Can you put every line of the material below into a numbered list, leaving out any blank lines?
[Start RECORDS FOR THIS TASK]
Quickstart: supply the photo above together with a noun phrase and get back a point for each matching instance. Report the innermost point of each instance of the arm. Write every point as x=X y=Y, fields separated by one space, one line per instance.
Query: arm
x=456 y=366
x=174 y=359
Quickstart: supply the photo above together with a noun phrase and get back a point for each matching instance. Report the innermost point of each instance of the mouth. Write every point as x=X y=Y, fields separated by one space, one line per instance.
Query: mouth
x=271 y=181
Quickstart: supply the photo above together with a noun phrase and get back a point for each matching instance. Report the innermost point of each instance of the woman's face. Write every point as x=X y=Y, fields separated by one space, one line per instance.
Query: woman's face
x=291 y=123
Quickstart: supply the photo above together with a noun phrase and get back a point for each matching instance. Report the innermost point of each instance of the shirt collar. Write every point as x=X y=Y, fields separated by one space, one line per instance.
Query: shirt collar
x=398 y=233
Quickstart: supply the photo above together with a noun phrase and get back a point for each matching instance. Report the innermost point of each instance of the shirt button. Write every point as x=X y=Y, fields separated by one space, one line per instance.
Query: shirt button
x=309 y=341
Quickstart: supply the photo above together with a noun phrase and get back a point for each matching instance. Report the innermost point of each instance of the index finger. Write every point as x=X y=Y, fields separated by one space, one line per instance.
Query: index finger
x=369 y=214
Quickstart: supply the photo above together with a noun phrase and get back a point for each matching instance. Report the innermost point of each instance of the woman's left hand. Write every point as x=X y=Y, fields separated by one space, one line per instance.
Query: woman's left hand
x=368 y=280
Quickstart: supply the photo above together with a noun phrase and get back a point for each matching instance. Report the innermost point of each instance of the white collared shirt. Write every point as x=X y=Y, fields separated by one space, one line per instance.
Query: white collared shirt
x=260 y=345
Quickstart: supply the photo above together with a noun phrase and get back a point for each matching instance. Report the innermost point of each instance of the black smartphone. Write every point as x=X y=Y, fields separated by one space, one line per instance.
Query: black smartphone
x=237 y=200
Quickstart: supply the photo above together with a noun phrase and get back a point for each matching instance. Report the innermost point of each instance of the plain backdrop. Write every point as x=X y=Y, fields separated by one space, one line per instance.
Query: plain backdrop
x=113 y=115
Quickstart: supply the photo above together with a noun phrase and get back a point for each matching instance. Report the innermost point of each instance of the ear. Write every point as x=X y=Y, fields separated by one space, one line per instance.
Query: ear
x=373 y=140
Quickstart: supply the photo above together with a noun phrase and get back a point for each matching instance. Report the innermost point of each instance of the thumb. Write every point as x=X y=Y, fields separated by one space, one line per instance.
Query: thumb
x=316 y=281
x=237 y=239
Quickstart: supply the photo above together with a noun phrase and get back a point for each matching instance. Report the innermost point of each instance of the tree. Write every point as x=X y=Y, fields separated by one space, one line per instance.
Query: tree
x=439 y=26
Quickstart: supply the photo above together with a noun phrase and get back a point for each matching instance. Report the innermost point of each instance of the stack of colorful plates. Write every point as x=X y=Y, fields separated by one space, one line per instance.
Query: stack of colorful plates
[End RECORDS FOR THIS TASK]
*THE RESPONSE:*
1. Quickstart: supply the photo above together with a noun phrase and get back a point for each matching instance. Report the innermost point of each instance of the arm. Write every point as x=X y=Y, fields separated by one space, one line per instance.
2. Query: arm
3. x=456 y=366
4. x=174 y=359
5. Quickstart: supply the photo above together with a noun phrase and get back a point for each matching instance. Report the innermost point of each instance of the mouth. Write every point as x=X y=Y, fields separated by one space, one line per instance.
6. Query: mouth
7. x=271 y=181
8. Quickstart: supply the photo above together with a noun phrase and get back a point for each matching instance. Report the innermost point of each instance of the woman's face. Write every point as x=X y=Y, fields separated by one space, one line per instance.
9. Query: woman's face
10. x=291 y=123
11. Quickstart: supply the photo above together with a noun phrase and get back a point for each matching instance. Report the innermost point of each instance of the shirt collar. Write every point as x=X y=Y, fields separated by one space, one line per instance.
12. Query: shirt collar
13. x=398 y=233
14. Quickstart: supply the photo above together with a noun phrase and get back a point for each matching instance. Report the innermost point of each instance of the shirt button. Write every point as x=X y=Y, fields separated by one space, one line per instance.
15. Query: shirt button
16. x=309 y=341
17. Quickstart: supply the photo above together with a noun phrase and get back a point for each matching instance. Report the innermost point of each instance of the index finger. Write every point as x=X y=Y, fields separated by one space, one line per instance.
18. Query: index finger
19. x=369 y=214
20. Quickstart: supply the photo above together with a noun phrase and get back a point for each matching instance. Report the innermost point of each instance of the woman's left hand. Write every point as x=X y=Y, fields separated by one space, one line per instance.
21. Query: woman's left hand
22. x=368 y=280
23. Quickstart: supply the photo above together with a noun phrase and get back a point for each matching instance. Report the innermost point of each instance of the white collared shirt. Write every point as x=X y=Y, fields separated by one space, one line per instance.
24. Query: white collared shirt
25. x=260 y=345
26. Quickstart: supply the photo above together with a noun phrase and get back a point for each matching instance. Report the innermost point of each instance of the black smartphone. Write every point as x=X y=Y, fields separated by one space, one line per instance.
27. Query: black smartphone
28. x=237 y=200
29. Quickstart: supply the photo above together with a noun phrase and get back a point for each matching instance. Report the innermost point of each instance of the plain backdrop. Write every point as x=X y=Y, fields separated by one space, one line per instance.
30. Query: plain backdrop
31. x=113 y=115
32. Quickstart: supply the photo above together with a noun phrase and get back a point for each matching instance. Report the innermost point of each instance of the ear. Write every point as x=X y=Y, fields separated by one space, one line per instance.
33. Query: ear
34. x=373 y=140
35. Quickstart: supply the photo above together with a noun phrase and get back a point for each matching instance. Report the innermost point of each instance of the thumb. Write every point as x=X y=Y, fields separated by one space, one line per instance.
36. Query: thumb
37. x=316 y=281
38. x=237 y=239
39. Quickstart: supply the photo above together with a noun phrase and get back a point for each matching instance. Report the innermost point of each instance of the tree. Write every point as x=X y=Y, fields separated by one space, one line per instance.
40. Query: tree
41. x=439 y=26
42. Quickstart: supply the photo above together with a noun phrase and get back a point for each matching instance. Report the innermost point of each instance of the stack of colorful plates. Write every point as x=X y=Y, fields separated by one space, one line per instance.
43. Query: stack of colorful plates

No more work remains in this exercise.